练习题目 1 —
请逐字重复记录中的这几行：从含有“Localize each light”的那一行开始，一直到记录的最后一行，首尾两行都包括在内。

页面摘录 —
***
2021-08-27 1938a114a2321582b8811dce19579c75 99+ 3 m 0.5 k

XLNet Generalized Autoregressive Pretraining for Language Understanding

1 主要改动

relying on corrupting the input with masks, BERT neglects dependency between the masked positions and suffers from a pretrain-finetune discrepancy.
***
练习题目 2 —
请原样引用页面摘录中的一段，从“2021-08-27 1938a114a2321582b8811dce19579c75 99+”开始，一直到“a pretrain-finetune discrepancy.”为止。

(原始记录)
***
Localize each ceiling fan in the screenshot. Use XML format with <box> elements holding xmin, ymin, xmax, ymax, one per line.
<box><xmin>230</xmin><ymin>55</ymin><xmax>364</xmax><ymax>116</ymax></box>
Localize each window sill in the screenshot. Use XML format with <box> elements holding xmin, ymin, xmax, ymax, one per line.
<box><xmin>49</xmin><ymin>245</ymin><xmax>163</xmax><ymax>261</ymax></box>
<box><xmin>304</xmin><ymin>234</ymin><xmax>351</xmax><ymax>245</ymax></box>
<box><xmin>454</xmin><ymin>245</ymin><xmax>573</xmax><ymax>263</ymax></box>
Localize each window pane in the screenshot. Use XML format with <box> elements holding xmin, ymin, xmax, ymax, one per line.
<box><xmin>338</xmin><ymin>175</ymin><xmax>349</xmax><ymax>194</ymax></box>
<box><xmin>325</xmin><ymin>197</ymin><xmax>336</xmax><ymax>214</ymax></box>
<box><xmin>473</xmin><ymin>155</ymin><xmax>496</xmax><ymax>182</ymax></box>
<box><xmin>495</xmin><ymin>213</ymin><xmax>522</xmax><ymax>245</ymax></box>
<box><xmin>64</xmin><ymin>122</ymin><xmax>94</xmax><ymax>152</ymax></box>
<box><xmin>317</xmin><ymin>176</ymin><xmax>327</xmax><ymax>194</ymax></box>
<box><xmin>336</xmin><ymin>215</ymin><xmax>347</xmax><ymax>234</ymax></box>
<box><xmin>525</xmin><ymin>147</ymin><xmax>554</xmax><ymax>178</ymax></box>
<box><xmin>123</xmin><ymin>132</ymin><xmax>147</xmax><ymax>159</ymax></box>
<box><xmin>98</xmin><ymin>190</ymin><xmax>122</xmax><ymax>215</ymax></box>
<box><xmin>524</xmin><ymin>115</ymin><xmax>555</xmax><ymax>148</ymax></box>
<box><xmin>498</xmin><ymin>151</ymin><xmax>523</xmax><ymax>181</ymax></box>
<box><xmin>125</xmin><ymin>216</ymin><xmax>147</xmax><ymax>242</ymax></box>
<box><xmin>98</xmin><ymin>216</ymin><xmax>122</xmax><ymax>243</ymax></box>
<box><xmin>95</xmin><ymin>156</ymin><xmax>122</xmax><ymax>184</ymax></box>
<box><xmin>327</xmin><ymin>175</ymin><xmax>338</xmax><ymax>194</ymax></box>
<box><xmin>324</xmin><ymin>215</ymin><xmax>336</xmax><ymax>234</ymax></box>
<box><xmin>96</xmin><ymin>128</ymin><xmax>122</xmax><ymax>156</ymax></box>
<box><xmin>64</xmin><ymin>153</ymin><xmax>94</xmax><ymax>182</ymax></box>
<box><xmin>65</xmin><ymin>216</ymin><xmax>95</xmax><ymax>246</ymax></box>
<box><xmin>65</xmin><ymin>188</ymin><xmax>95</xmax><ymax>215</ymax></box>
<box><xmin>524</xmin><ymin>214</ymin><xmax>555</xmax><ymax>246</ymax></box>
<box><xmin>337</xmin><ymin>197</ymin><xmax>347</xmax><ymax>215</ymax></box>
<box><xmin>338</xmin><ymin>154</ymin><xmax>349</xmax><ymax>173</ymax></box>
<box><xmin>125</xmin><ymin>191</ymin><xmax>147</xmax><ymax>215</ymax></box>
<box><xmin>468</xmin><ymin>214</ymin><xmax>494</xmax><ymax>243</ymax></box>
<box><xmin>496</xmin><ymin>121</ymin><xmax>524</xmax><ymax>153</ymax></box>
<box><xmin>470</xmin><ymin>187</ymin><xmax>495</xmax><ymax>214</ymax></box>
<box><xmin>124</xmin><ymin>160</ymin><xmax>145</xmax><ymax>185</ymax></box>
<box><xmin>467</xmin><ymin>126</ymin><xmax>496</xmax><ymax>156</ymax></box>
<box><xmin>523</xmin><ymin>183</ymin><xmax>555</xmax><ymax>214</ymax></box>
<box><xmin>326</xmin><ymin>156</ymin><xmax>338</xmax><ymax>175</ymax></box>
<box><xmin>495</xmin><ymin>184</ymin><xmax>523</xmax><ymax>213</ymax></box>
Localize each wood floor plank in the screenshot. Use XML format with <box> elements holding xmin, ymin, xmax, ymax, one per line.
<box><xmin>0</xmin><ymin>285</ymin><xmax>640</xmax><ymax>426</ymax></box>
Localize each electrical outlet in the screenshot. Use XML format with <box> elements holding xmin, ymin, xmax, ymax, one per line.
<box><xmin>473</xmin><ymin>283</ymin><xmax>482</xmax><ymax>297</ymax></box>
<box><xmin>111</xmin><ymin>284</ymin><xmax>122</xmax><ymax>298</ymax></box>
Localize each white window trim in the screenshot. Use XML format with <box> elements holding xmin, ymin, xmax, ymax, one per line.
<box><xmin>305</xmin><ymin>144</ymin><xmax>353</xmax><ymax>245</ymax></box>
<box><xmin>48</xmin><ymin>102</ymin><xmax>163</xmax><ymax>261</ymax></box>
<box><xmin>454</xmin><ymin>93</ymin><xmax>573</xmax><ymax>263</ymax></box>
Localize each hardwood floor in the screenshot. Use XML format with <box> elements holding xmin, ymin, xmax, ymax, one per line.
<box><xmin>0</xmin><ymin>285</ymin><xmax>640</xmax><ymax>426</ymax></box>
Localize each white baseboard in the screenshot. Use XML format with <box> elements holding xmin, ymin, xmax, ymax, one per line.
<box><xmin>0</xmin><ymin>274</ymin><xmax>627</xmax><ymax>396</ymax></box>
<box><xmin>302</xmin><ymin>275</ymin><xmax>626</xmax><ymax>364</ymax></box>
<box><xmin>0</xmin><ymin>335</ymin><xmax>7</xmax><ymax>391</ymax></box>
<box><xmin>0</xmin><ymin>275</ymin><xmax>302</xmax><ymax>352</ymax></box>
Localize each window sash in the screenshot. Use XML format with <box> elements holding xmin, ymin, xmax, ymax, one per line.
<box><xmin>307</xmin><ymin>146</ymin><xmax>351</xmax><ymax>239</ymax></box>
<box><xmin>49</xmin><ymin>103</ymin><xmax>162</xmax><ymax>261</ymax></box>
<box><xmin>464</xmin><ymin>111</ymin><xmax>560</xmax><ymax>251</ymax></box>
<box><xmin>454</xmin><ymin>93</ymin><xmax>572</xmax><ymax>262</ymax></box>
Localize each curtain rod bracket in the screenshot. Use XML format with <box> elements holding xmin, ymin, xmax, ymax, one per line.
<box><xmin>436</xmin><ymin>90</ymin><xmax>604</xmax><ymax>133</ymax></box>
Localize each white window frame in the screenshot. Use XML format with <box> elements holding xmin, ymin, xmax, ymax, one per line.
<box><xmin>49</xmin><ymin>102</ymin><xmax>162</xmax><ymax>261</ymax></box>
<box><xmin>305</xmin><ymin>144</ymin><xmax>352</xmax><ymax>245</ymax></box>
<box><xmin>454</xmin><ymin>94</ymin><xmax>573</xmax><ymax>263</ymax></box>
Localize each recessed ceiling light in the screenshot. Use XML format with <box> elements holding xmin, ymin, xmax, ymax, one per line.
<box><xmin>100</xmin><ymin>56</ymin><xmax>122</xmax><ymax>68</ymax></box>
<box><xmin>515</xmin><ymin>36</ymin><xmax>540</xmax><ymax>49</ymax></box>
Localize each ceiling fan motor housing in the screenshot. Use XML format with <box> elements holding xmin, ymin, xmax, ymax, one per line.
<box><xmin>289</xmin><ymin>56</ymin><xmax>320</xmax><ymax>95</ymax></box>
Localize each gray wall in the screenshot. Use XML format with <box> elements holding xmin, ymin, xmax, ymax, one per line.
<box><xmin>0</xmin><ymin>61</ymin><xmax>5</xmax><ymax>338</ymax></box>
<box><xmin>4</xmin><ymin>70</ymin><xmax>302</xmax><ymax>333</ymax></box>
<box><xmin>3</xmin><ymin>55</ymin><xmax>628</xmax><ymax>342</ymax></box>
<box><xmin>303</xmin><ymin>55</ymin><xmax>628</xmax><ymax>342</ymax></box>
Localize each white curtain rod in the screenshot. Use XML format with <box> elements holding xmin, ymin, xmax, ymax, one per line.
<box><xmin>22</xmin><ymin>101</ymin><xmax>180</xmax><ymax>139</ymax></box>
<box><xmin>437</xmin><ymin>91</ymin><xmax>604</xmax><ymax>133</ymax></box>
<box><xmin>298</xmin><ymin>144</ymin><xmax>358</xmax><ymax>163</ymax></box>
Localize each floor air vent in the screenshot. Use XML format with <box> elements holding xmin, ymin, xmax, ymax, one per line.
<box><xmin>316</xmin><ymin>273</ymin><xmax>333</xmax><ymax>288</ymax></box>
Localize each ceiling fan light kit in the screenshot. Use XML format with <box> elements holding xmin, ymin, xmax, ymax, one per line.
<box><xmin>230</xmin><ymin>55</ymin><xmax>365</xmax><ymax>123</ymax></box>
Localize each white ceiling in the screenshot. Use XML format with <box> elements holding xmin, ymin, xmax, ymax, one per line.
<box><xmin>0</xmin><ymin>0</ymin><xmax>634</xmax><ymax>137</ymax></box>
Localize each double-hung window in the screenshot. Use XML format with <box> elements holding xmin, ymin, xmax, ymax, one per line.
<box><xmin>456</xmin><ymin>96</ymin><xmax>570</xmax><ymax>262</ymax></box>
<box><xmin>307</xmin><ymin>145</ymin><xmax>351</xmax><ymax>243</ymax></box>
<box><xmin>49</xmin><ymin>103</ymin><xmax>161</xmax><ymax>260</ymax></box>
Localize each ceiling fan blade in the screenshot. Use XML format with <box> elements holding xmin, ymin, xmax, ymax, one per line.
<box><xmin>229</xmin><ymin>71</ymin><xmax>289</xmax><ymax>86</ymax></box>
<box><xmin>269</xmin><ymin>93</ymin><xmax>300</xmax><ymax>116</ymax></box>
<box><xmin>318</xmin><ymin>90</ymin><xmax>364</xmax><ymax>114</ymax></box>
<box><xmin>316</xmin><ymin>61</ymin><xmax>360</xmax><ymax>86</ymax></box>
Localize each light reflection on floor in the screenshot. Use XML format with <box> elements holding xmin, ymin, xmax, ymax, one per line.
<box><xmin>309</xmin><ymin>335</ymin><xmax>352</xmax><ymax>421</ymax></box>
***
练习作答 1 —
Localize each light reflection on floor in the screenshot. Use XML format with <box> elements holding xmin, ymin, xmax, ymax, one per line.
<box><xmin>309</xmin><ymin>335</ymin><xmax>352</xmax><ymax>421</ymax></box>

练习作答 2 —
2021-08-27 1938a114a2321582b8811dce19579c75 99+ 3 m 0.5 k

XLNet Generalized Autoregressive Pretraining for Language Understanding

1 主要改动

relying on corrupting the input with masks, BERT neglects dependency between the masked positions and suffers from a pretrain-finetune discrepancy.